YOUR INSTRUCTIONS — Your reply should be made up of every line in the records below that holds the string "window".

** Opening SUPPLIED INFORMATION block **

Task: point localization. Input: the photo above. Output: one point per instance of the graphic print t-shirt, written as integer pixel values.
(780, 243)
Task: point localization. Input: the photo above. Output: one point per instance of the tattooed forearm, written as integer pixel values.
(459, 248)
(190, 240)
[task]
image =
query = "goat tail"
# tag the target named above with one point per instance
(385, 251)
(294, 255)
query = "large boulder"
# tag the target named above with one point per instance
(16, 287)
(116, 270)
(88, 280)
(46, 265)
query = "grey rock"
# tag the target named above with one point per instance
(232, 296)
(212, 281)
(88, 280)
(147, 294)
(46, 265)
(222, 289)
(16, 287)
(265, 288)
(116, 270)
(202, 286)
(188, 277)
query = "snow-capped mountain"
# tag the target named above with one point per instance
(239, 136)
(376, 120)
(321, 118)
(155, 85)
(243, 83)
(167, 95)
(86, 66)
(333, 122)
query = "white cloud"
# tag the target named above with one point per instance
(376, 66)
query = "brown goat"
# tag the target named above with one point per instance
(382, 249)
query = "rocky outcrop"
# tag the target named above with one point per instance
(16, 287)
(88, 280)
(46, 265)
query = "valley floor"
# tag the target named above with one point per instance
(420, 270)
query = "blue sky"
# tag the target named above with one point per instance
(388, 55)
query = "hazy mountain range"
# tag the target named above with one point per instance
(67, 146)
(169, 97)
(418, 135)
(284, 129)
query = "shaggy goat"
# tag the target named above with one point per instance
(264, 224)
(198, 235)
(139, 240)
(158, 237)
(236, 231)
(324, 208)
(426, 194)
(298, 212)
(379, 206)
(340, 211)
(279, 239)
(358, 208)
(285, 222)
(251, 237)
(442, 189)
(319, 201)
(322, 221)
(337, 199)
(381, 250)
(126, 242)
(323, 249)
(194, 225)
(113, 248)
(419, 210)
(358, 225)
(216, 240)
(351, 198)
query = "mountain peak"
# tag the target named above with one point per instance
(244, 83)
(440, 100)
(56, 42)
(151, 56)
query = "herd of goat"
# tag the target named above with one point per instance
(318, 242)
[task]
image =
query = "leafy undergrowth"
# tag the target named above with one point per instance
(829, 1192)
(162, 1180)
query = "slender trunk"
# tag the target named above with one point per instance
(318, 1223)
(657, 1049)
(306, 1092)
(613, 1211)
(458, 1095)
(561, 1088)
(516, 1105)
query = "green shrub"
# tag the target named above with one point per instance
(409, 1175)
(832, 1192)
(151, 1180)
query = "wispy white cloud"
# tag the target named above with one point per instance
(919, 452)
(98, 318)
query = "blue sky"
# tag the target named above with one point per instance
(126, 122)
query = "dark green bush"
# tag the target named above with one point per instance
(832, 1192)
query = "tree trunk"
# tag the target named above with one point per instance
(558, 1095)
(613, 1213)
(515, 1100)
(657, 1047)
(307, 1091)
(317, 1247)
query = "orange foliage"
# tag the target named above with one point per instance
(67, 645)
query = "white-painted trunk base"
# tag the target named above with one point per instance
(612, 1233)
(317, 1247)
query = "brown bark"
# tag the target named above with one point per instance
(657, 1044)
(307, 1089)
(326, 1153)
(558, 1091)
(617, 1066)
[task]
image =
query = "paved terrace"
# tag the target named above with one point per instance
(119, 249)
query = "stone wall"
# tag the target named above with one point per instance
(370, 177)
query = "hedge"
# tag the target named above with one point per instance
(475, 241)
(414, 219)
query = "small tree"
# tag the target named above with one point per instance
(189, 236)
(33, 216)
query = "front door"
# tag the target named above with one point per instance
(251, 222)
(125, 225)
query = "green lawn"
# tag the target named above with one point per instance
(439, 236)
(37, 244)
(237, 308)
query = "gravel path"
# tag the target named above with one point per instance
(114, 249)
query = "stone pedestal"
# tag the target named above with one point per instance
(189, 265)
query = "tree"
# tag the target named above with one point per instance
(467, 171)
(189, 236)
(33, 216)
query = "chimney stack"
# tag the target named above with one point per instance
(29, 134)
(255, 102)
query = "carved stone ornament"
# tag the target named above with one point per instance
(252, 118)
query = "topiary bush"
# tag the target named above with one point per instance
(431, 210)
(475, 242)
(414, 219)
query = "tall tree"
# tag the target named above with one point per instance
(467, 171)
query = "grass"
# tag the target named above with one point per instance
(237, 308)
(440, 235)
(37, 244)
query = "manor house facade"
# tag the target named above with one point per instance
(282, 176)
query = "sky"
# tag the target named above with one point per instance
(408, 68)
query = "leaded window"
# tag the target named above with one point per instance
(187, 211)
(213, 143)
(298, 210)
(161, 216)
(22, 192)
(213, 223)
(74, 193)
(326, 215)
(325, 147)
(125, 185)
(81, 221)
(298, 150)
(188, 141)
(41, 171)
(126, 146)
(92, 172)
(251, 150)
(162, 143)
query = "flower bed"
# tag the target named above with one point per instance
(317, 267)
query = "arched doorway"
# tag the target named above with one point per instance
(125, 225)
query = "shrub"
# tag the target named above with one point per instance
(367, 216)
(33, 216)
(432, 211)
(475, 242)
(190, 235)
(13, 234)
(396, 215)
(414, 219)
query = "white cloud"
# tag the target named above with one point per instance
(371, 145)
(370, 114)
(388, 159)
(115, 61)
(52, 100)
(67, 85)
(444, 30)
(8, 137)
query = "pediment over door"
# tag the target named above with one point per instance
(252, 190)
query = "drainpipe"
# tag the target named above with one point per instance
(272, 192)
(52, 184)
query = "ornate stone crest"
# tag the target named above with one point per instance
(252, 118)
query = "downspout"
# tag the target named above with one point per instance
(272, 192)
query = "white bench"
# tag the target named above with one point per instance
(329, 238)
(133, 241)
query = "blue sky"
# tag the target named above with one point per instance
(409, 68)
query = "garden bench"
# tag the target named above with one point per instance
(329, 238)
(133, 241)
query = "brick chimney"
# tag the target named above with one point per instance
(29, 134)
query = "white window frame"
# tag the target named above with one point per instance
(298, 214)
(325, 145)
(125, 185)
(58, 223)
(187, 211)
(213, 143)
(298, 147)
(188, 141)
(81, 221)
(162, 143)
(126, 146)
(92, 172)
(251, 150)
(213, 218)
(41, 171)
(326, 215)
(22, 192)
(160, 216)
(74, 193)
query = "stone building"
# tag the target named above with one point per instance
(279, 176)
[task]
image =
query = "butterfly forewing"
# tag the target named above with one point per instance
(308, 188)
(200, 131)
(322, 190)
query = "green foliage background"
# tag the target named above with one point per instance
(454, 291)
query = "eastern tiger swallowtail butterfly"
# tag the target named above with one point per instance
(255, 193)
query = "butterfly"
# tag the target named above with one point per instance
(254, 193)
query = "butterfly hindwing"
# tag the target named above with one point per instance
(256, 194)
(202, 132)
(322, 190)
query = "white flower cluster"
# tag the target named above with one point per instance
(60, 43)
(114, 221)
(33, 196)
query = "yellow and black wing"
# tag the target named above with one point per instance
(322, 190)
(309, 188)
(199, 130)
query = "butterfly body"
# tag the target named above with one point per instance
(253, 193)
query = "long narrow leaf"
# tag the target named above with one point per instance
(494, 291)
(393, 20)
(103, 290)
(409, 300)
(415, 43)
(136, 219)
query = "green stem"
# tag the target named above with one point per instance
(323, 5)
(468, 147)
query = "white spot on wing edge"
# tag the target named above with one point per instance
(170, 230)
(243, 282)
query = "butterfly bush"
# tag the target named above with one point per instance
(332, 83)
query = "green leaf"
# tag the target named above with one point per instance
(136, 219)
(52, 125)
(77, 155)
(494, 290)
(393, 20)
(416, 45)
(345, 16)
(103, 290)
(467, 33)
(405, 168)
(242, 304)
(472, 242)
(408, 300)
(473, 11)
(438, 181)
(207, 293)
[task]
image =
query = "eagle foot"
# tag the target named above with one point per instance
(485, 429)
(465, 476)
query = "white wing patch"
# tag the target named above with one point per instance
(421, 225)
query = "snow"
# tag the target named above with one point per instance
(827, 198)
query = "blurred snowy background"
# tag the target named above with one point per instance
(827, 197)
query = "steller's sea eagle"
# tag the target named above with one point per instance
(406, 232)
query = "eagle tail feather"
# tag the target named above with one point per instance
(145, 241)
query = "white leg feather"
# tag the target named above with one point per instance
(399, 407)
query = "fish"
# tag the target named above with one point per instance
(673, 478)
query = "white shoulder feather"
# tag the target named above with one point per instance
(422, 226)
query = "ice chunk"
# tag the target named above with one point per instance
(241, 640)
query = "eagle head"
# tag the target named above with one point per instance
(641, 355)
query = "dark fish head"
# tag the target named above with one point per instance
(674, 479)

** Closing SUPPLIED INFORMATION block **

EXERCISE RESPONSE —
query = "leaded window"
query = "white window frame"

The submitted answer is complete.